**TRECHO DO DOCUMENTO:**
1964 é um ano icônico para o Brasil. No campo político, foi no dia 31 de março daquele ano que aconteceu o Golpe Militar, que logo em seguida descambou para a Ditadura. No campo do cinema, foi naquele 1964 que estreou, há 50 anos portanto, uma das produções mais importantes da cinematografia brasileira. Naquele ano Glauber Rocha apresentava para o mundo o filme que viria a revolucionar e influenciar o cinema que se faria no país dali para a frente. O filme era Deus e o Diabo na Terra do Sol. O impacto do lançamento foi tão significativo que redefiniu inclusive a forma como o mundo via (e entendia) o cinema então produzido no Brasil.

Aquele era apenas o segundo longa-metragem dirigido por Glauber Rocha, após Barravento, que é de 1962, porém, só lançado anos depois. Então, para todos efeitos, Deus e o Diabo na Terra do Sol era virtualmente a estreia do cineasta baiano. Antes um crítico e pensador do cinema, Glauber se aventurou na direção colocando em prática suas ideias de um genuíno cinema terceiro mundista, que pregava de forma incisiva em inúmeros textos publicados pela imprensa à época.

Fontes diversas apontam divergentes datas do lançamento do filme de Glauber. Algumas indicam o dia 10 de julho, outras apontam a data de 1º de julho, e há também indicações de que o filme estreou no mês de abril, poucas semanas após o Golpe de 64. O fato é que, antes da estreia oficial, Deus e o Diabo na Terra do Sol já havia sido exibido em concorridas sessões fechadas para amigos do cineasta e imprensa, em Salvador, Rio de Janeiro e São Paulo. Consta que em todas estas projeções o filme causou espanto e surpresa pela ousadia estética proposta pelo jovem realizador de 25 anos de idade. Acabadas as sessões a plateia invariavelmente irrompia em aplausos entusiasmados.

**SUAS TAREFAS:**
1. Que idade tinha Glauber Rocha quando fez o filme, segundo o trecho sobre o filme de Glauber Rocha?
2. Liste todas as cidades em que, conforme o trecho sobre o filme de Glauber Rocha, houve sessões fechadas antes da estreia oficial.
3. Transcreva do trecho sobre o filme de Glauber Rocha a passagem que vai de "Aquele era apenas" até "imprensa à época.".
Baseie-se somente no trecho sobre o filme de Glauber Rocha.

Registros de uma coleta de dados
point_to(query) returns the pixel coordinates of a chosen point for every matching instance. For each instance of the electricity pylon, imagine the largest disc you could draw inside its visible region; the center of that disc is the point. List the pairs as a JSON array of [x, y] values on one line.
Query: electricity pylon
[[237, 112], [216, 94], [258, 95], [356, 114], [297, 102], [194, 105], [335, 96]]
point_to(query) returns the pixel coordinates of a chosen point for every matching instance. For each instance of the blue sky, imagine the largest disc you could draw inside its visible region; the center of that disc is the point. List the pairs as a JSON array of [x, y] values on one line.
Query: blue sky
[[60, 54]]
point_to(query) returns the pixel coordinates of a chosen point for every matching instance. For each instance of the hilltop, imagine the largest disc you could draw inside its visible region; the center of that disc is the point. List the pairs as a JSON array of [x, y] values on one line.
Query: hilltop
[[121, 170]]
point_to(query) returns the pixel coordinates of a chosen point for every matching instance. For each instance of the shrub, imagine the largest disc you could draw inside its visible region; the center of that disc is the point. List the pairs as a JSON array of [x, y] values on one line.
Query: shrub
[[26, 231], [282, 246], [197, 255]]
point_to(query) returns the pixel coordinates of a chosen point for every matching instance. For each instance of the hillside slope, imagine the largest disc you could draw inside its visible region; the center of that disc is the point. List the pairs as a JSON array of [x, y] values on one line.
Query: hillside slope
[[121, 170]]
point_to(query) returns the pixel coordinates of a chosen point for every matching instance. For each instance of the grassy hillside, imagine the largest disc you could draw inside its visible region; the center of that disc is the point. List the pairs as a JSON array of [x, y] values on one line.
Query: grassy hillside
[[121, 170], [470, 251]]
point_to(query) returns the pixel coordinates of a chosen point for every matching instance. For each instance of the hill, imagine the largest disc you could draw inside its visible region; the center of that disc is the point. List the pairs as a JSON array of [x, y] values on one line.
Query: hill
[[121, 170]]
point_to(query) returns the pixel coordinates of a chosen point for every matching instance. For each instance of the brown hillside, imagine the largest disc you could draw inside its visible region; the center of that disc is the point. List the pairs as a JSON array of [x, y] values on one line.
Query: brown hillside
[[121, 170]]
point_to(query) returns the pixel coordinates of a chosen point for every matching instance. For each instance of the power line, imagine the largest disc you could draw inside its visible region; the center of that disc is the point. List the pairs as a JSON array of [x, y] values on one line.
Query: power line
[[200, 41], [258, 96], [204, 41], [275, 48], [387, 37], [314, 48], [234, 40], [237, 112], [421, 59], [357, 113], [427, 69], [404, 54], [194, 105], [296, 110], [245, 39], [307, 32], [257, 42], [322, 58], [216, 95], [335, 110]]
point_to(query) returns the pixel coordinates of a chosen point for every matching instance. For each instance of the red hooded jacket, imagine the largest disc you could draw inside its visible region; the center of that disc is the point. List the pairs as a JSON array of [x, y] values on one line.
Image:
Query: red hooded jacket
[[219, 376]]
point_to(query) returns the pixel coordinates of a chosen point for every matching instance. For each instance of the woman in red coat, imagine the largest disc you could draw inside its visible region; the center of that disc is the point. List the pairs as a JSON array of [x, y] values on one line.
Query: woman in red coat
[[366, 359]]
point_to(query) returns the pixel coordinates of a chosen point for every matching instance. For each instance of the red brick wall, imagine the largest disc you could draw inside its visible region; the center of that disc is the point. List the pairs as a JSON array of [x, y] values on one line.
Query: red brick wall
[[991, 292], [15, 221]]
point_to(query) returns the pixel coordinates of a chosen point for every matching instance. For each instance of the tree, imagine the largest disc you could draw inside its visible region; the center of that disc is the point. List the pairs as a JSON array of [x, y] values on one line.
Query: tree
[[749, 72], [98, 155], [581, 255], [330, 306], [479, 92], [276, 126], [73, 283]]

**SOLUÇÕES DAS TAREFAS:**
1. 25 anos.

2. Salvador, Rio de Janeiro e São Paulo.

3.
Aquele era apenas o segundo longa-metragem dirigido por Glauber Rocha, após Barravento, que é de 1962, porém, só lançado anos depois. Então, para todos efeitos, Deus e o Diabo na Terra do Sol era virtualmente a estreia do cineasta baiano. Antes um crítico e pensador do cinema, Glauber se aventurou na direção colocando em prática suas ideias de um genuíno cinema terceiro mundista, que pregava de forma incisiva em inúmeros textos publicados pela imprensa à época.